- [What is needed]:
Reproduce only the top of the records, down to and including the line containing "Task: point to the officer's".

- [Region pointing data]:
==========
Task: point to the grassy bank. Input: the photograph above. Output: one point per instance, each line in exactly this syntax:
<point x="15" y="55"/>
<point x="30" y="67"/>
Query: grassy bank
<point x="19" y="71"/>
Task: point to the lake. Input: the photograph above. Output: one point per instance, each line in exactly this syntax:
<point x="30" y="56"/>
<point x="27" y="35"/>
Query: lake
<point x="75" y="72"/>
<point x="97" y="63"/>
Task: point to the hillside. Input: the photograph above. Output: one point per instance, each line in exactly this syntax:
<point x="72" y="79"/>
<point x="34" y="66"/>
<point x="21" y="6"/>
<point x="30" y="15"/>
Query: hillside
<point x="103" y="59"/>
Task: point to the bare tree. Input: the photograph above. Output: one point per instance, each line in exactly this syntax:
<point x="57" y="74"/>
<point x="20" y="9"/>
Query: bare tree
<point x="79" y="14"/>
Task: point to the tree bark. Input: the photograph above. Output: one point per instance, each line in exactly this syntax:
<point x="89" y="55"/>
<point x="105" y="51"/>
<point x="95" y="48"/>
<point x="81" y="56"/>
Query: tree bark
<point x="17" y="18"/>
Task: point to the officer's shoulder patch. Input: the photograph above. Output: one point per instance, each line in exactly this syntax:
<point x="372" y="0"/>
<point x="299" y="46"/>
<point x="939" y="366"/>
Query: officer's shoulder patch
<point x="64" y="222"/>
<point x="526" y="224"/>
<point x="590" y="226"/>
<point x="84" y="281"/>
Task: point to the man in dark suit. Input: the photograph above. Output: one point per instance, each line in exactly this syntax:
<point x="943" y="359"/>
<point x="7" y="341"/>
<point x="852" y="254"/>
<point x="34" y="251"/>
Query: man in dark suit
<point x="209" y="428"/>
==========
- [Result of the exercise]:
Task: point to the grassy bank. Input: the photograph above. Output: one point per instance, each line in exactly this syntax:
<point x="15" y="55"/>
<point x="30" y="67"/>
Query: grassy bank
<point x="19" y="71"/>
Task: point to the lake. Input: the photograph above. Output: one point per instance, each line in exactly this syntax:
<point x="30" y="56"/>
<point x="27" y="35"/>
Query: lake
<point x="75" y="72"/>
<point x="97" y="63"/>
Task: point to the hillside. Input: the photograph above. Output: one point per instance, each line in exactly this syntax:
<point x="72" y="79"/>
<point x="34" y="66"/>
<point x="21" y="6"/>
<point x="30" y="15"/>
Query: hillside
<point x="103" y="59"/>
Task: point to the bare tree. Input: the photograph above. Output: one point per instance, each line in exactly this syntax:
<point x="57" y="74"/>
<point x="20" y="9"/>
Query: bare tree
<point x="79" y="14"/>
Task: point to the tree bark. Input: the photograph above. Output: one point per instance, each line in exactly this syntax:
<point x="89" y="55"/>
<point x="105" y="51"/>
<point x="95" y="48"/>
<point x="81" y="56"/>
Query: tree bark
<point x="17" y="18"/>
Task: point to the officer's shoulder patch. Input: the photograph above. Output: one point per instance, each line in exactly this syntax:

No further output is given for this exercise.